Saved entries

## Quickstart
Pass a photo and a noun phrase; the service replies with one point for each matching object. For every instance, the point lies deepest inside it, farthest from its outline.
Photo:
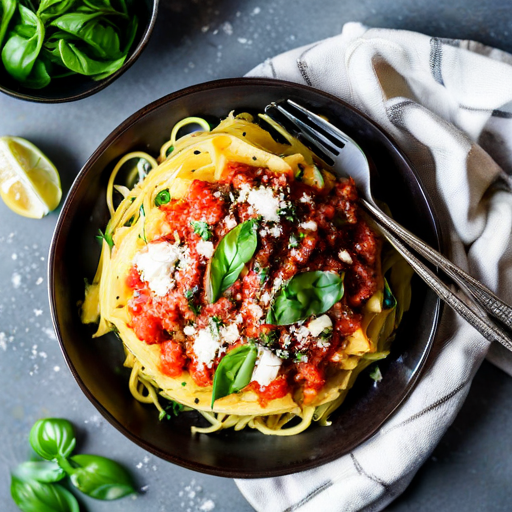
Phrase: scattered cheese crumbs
(276, 231)
(16, 280)
(265, 298)
(310, 225)
(318, 325)
(263, 201)
(189, 330)
(267, 367)
(302, 333)
(205, 347)
(156, 263)
(205, 249)
(230, 223)
(207, 506)
(230, 333)
(345, 257)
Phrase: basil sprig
(99, 477)
(33, 485)
(233, 252)
(52, 438)
(33, 496)
(306, 294)
(234, 371)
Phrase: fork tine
(319, 122)
(314, 137)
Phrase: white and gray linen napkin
(448, 104)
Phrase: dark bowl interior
(97, 363)
(76, 87)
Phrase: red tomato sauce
(313, 228)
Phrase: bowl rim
(91, 161)
(102, 83)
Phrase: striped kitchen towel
(448, 104)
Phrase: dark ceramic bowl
(76, 87)
(97, 363)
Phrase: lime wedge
(29, 182)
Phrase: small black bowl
(97, 363)
(76, 87)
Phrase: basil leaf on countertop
(99, 477)
(7, 9)
(23, 45)
(32, 496)
(306, 294)
(233, 252)
(52, 438)
(41, 471)
(234, 371)
(389, 301)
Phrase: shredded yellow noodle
(203, 155)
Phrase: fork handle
(471, 313)
(485, 297)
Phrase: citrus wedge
(29, 182)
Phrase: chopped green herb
(105, 236)
(293, 241)
(267, 339)
(202, 229)
(376, 375)
(163, 197)
(171, 409)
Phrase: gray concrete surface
(195, 41)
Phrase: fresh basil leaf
(23, 45)
(306, 294)
(233, 252)
(234, 371)
(100, 478)
(39, 76)
(32, 496)
(79, 62)
(7, 10)
(163, 197)
(52, 8)
(389, 301)
(41, 471)
(202, 229)
(52, 438)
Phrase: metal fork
(349, 160)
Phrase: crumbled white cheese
(267, 367)
(265, 298)
(309, 226)
(344, 256)
(206, 346)
(318, 325)
(230, 333)
(205, 249)
(230, 223)
(156, 264)
(276, 230)
(265, 203)
(302, 333)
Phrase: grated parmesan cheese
(156, 263)
(267, 367)
(205, 249)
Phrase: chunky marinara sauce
(300, 228)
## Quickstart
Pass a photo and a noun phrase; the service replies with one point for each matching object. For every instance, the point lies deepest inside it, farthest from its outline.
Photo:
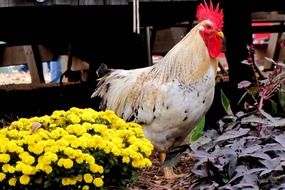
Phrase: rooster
(169, 98)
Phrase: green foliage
(240, 155)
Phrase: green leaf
(197, 131)
(226, 103)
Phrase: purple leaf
(244, 84)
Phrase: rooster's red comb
(205, 12)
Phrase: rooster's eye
(208, 27)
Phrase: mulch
(152, 178)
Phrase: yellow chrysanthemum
(4, 158)
(85, 187)
(12, 181)
(98, 182)
(88, 178)
(2, 176)
(24, 179)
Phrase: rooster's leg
(167, 170)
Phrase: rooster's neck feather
(187, 61)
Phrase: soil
(152, 178)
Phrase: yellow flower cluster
(67, 145)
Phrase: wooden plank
(116, 2)
(16, 3)
(15, 55)
(91, 2)
(32, 65)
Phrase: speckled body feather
(168, 98)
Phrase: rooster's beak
(221, 34)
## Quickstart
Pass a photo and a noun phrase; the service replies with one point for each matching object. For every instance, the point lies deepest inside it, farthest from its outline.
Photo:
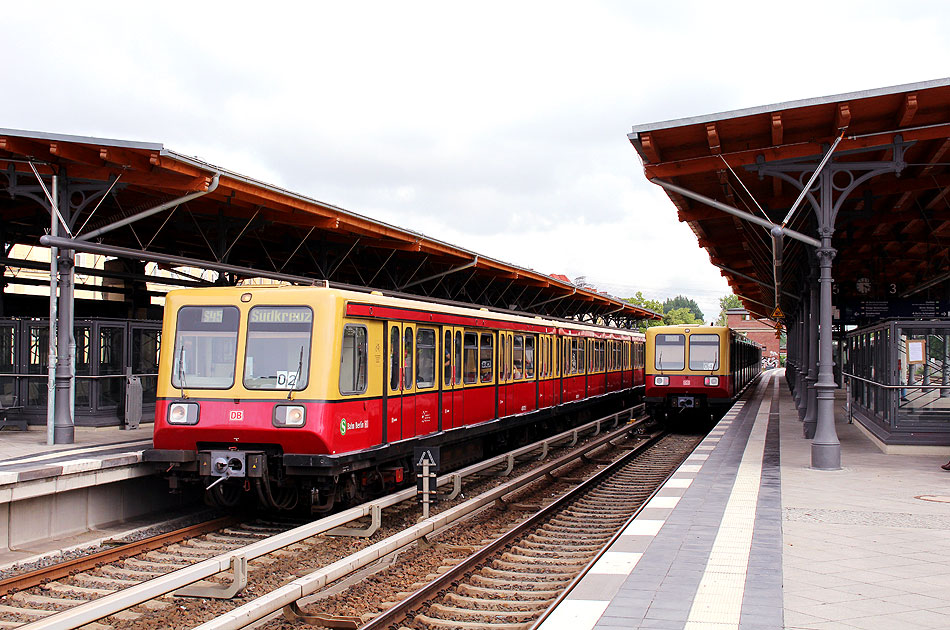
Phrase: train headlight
(290, 416)
(183, 413)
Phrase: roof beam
(738, 159)
(842, 118)
(75, 153)
(908, 110)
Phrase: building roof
(891, 233)
(248, 223)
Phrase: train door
(451, 386)
(426, 400)
(504, 372)
(399, 382)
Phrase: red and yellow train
(697, 367)
(312, 396)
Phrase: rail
(121, 600)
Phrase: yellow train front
(312, 396)
(697, 367)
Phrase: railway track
(130, 586)
(509, 583)
(41, 593)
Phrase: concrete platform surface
(747, 536)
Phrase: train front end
(237, 389)
(687, 367)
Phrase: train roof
(412, 302)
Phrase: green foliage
(682, 315)
(681, 301)
(726, 302)
(652, 305)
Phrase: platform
(745, 535)
(52, 493)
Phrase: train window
(470, 374)
(407, 358)
(353, 360)
(486, 358)
(670, 352)
(517, 357)
(529, 356)
(447, 352)
(425, 358)
(277, 353)
(205, 347)
(704, 352)
(394, 359)
(504, 360)
(458, 357)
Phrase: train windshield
(670, 352)
(205, 347)
(704, 352)
(278, 347)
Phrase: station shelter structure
(118, 223)
(761, 330)
(831, 217)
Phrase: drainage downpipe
(151, 211)
(777, 246)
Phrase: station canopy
(141, 201)
(890, 190)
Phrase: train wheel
(224, 495)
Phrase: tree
(681, 316)
(651, 305)
(725, 303)
(681, 301)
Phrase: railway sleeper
(44, 601)
(145, 565)
(544, 553)
(487, 616)
(488, 592)
(561, 539)
(119, 584)
(575, 520)
(432, 622)
(192, 552)
(72, 589)
(27, 614)
(553, 546)
(546, 585)
(499, 604)
(524, 572)
(552, 527)
(220, 545)
(167, 559)
(133, 574)
(535, 561)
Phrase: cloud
(500, 127)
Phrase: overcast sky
(496, 126)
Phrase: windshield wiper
(299, 367)
(181, 370)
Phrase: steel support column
(825, 448)
(63, 423)
(811, 394)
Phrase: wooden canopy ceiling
(247, 223)
(892, 232)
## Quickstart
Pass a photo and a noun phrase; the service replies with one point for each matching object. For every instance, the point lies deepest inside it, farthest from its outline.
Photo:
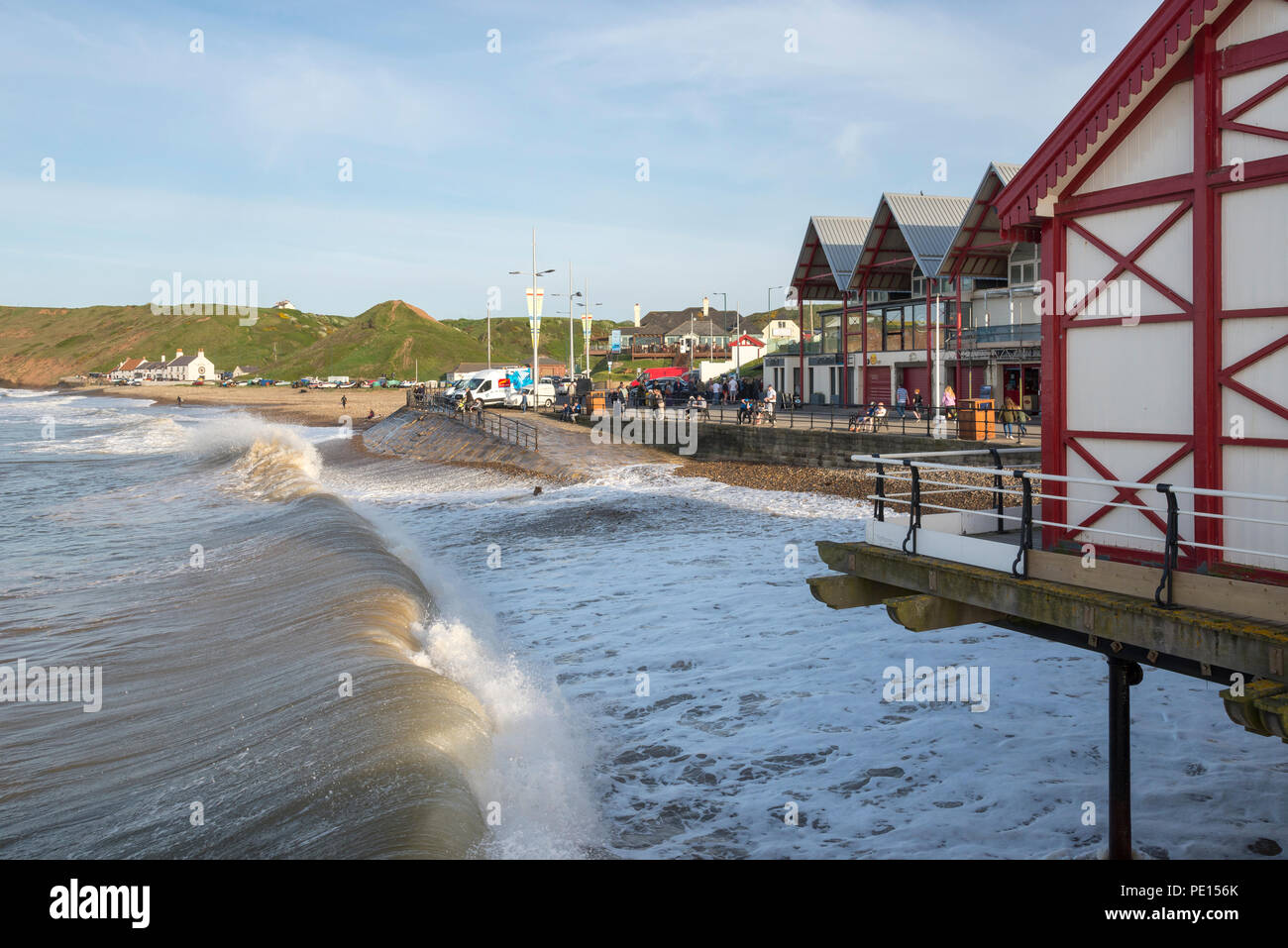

Short exercise –
Collect each line in the records above that contains the string "platform", treating uppercase and lowercase letters as distinct.

The reply –
Phrase: concrete platform surface
Phrase: platform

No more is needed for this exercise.